ENTRIES SHOWN ::
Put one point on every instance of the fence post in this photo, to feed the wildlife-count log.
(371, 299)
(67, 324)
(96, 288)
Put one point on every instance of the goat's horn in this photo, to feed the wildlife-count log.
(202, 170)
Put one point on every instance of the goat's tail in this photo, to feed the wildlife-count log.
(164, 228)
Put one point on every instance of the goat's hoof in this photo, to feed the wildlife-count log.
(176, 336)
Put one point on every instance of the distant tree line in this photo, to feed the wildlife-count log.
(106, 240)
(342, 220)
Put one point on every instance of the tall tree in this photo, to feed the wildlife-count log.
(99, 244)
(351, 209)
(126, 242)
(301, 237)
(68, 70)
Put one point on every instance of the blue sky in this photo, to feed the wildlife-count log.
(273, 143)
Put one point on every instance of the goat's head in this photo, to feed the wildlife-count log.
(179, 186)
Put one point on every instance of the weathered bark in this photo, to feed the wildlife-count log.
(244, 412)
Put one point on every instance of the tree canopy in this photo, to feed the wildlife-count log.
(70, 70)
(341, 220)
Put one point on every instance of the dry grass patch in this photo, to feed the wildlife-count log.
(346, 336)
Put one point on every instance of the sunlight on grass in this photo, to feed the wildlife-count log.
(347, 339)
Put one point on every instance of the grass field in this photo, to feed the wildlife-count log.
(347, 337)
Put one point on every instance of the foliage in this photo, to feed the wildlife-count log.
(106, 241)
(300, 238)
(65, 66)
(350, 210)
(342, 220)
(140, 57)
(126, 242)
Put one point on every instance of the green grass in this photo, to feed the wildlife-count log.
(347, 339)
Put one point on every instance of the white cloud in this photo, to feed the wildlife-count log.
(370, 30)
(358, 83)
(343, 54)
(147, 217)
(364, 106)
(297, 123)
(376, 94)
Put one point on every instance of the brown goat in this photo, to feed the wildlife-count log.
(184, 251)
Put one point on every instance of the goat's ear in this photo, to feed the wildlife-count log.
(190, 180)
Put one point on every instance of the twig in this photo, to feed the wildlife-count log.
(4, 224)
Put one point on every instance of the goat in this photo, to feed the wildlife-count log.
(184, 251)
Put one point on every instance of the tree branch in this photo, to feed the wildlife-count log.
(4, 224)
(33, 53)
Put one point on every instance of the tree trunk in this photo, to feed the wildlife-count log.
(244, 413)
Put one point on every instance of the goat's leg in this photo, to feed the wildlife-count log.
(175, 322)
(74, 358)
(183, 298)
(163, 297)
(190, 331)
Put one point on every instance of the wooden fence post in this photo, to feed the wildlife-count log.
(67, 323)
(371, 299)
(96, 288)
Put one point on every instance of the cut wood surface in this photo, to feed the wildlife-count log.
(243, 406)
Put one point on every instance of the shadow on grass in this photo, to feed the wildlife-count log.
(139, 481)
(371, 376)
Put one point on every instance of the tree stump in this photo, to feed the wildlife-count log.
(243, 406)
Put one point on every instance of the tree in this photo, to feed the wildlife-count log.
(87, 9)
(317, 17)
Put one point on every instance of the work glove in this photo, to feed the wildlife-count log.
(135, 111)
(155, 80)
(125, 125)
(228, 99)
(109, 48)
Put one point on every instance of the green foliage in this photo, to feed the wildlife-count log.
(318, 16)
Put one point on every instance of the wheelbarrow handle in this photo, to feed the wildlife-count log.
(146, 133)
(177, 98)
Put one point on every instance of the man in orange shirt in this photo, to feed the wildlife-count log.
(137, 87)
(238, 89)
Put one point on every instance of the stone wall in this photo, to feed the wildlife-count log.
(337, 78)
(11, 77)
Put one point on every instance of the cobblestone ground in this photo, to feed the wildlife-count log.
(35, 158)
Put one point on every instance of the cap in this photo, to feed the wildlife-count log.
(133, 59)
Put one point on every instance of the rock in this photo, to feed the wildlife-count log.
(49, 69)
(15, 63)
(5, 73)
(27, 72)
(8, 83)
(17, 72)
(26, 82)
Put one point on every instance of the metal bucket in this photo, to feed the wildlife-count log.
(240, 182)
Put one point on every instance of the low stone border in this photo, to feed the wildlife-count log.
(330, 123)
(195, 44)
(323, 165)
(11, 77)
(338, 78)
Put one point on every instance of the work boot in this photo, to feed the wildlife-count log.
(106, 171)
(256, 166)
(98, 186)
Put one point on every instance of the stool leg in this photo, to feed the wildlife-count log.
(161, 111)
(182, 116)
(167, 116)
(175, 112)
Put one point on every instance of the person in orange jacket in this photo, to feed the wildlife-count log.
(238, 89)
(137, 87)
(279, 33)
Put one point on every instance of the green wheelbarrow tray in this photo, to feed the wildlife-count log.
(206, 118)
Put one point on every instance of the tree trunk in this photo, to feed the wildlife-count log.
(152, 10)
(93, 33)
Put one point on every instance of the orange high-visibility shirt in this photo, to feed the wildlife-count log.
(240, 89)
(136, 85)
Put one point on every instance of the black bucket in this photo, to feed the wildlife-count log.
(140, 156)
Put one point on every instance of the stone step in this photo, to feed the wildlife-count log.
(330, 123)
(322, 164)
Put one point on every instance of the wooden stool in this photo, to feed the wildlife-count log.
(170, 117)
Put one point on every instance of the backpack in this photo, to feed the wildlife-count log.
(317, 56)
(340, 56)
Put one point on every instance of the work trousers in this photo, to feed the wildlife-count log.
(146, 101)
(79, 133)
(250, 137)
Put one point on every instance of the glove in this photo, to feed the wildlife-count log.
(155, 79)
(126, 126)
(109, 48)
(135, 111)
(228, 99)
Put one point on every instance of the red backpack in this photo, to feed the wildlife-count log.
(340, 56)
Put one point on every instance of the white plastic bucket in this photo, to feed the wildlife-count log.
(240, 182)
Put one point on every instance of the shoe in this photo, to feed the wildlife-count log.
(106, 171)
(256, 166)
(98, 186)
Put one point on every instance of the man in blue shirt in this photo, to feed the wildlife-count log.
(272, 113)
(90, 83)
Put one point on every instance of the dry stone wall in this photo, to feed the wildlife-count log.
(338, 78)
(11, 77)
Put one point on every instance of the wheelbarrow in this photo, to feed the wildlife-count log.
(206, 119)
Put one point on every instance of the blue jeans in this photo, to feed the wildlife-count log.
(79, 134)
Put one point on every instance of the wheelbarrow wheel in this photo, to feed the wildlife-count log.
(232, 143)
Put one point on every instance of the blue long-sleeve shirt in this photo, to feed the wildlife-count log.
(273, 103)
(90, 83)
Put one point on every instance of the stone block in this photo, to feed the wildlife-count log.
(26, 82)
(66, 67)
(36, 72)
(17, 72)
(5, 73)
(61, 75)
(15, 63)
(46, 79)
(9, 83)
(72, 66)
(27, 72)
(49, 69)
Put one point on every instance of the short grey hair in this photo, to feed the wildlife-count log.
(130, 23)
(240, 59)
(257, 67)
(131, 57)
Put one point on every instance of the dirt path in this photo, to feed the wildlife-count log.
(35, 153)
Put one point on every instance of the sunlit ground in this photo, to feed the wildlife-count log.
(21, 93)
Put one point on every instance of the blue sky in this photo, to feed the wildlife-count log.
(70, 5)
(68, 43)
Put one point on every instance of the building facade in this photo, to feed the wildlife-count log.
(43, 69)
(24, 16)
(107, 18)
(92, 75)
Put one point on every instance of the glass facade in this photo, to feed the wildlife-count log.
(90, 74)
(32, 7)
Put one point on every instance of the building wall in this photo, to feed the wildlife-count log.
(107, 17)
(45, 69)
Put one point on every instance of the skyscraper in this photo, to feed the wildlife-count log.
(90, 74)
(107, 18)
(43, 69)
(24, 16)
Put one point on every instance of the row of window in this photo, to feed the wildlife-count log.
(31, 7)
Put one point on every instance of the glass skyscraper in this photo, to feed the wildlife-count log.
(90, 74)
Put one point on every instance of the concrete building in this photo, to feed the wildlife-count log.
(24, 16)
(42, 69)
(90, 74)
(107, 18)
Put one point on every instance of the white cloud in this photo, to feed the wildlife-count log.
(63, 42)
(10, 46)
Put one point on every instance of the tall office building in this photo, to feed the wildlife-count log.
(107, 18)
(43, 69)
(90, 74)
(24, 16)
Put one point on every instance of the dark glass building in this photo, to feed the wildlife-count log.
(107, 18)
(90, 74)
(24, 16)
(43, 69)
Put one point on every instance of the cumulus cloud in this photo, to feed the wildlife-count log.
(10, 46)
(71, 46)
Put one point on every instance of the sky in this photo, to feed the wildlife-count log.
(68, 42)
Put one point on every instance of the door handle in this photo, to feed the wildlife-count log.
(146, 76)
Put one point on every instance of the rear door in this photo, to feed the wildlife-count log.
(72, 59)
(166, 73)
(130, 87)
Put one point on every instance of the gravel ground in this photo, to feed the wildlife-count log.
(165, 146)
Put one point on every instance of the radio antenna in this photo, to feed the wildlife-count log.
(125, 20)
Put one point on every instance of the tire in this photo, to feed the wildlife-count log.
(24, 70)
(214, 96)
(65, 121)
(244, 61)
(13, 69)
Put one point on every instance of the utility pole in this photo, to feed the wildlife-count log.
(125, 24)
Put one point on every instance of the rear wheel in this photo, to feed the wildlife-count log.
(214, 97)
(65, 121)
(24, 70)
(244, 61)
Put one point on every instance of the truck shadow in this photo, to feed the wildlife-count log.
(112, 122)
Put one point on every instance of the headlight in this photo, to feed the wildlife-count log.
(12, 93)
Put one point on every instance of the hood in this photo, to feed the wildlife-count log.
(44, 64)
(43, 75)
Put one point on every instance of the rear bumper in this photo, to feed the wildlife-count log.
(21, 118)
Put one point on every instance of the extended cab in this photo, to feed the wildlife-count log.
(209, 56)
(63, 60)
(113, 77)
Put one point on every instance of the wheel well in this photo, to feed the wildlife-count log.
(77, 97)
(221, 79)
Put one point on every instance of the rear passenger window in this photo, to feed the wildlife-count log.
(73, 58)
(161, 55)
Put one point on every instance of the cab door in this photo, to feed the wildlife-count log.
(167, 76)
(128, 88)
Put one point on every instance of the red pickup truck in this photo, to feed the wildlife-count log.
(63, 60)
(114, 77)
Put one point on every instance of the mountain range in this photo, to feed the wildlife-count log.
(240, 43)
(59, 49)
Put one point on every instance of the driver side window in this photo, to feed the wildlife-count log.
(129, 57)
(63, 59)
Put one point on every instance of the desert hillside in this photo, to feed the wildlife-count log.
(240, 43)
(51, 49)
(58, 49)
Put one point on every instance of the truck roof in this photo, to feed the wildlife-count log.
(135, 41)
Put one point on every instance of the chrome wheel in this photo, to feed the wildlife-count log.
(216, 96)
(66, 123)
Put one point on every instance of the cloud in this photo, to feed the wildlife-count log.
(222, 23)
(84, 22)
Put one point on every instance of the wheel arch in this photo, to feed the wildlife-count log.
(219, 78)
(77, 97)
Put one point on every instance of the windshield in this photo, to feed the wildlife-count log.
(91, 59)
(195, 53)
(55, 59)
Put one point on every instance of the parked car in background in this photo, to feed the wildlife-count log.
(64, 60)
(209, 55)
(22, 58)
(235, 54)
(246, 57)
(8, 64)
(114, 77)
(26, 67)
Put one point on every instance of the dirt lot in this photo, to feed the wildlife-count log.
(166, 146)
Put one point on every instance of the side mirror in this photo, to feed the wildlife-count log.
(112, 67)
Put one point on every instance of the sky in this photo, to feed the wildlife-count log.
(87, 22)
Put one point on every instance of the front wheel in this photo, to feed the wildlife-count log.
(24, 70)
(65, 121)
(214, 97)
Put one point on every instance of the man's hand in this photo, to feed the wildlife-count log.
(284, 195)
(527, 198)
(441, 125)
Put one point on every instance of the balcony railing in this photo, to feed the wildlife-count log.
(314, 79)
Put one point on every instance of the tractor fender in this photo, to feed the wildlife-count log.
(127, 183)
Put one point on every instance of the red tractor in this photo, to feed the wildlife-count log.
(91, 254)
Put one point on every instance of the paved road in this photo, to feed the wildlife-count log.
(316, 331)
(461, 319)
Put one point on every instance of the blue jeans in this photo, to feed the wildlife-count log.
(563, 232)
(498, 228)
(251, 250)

HOW TO COMPLETE THIS TASK ::
Copy, exactly and with nothing added, the lines from the one containing "Put one point on every instance of the paved" through the end of the records.

YOUR RESPONSE ::
Put one point on every instance of the paved road in this photo, to feed the wildlife-count log.
(316, 331)
(461, 319)
Put one point on every instance of the blue jeans in this photo, to feed the wildlife-count log.
(563, 232)
(498, 228)
(251, 250)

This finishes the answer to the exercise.